Work to be completed
From the records below, copy every line between the one containing "the wooden decking" and the one containing "point(21, 167)", inclusive, keeping each request as it stands. Increase every coordinate in the answers by 108 and leave all other text as it is.

Supplied records
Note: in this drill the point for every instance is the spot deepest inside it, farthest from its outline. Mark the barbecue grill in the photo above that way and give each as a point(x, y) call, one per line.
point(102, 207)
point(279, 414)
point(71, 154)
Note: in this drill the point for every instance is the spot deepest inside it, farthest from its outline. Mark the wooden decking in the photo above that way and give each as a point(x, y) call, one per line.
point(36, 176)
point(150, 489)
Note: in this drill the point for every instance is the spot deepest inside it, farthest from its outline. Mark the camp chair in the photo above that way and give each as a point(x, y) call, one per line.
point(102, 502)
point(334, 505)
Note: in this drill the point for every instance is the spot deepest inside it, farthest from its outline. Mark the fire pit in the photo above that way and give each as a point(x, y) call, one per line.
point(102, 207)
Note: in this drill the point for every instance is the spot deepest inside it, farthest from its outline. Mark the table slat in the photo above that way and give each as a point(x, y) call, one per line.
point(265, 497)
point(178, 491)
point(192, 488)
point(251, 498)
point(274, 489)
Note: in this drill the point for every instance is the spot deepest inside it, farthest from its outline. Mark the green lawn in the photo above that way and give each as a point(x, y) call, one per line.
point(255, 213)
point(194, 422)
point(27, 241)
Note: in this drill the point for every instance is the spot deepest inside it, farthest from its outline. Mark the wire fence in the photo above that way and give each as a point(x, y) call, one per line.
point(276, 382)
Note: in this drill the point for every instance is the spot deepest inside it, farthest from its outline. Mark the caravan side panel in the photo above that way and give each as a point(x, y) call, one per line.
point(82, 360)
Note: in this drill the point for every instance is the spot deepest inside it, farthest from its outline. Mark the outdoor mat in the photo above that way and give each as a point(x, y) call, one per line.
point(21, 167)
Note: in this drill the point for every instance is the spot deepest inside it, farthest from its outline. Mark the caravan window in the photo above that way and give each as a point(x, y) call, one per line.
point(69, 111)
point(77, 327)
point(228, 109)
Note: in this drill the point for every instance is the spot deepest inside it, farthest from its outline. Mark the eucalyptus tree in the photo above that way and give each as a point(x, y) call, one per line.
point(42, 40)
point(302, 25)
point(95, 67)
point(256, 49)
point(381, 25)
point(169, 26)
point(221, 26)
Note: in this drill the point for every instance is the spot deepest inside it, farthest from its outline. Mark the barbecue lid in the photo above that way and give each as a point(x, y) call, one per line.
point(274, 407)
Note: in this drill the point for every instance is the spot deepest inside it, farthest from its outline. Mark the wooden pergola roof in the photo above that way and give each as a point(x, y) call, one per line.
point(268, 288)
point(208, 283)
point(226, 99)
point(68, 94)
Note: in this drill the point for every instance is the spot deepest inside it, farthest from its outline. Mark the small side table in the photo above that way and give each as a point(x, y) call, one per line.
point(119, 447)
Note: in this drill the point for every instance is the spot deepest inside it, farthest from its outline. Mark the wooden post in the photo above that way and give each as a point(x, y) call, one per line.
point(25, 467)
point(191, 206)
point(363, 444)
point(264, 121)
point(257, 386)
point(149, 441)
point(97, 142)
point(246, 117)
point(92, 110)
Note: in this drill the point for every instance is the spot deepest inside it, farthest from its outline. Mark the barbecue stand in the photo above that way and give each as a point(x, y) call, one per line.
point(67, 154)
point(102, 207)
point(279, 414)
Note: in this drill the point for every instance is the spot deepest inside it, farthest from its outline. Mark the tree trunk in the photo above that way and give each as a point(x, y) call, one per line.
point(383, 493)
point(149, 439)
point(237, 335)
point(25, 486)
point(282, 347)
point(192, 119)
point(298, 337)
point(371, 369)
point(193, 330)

The reply
Note: in this drill the point for every instance is the spot deepest inside it, farthest from its outline. Mark the wooden decking in the photo above that way and give each as a point(x, y) call, one per line.
point(144, 284)
point(258, 597)
Note: in this drill the point for every instance is the spot deepest inside it, farthest from its outline. Mark the camp chair in the photo above that way and give each as a point(x, y) call, one per line.
point(210, 610)
point(442, 613)
Note: in this drill the point for every instance is the spot deepest inside it, farthest from its outline. Mark the fire pit in the photo above that way and give each as a point(x, y) call, one per line.
point(210, 315)
Note: in this drill the point for every instance is the spot deepest inside it, farthest from its outline. Mark the table slat in the photo above that way and give each as a point(x, y) call, one per line.
point(373, 605)
point(286, 599)
point(300, 596)
point(359, 606)
point(382, 597)
Note: in this drill the point for every instance is the spot deepest inside it, farthest from its outline. Mark the green lawn in the photo above that way and give each as a point(x, y) call, one per line.
point(363, 321)
point(302, 530)
point(135, 349)
Note: in this drill the point for every instance is the spot deepest inside it, farthest from its outline. Mark the wire fence in the photo above that way and give each as a point(x, y) call, one per line.
point(384, 490)
Note: in this drill the point for every instance is the spot deepest inside it, farthest from its outline. Mark the caravan side panel in the photo above that way and give each as a point(x, y) call, one per line.
point(190, 468)
Note: in this drill the point for every instance is the spot deepest inside it, farthest from its outline. Mark the outdoor mat in the photo above that way and give each as a point(x, y) call, one per line.
point(129, 275)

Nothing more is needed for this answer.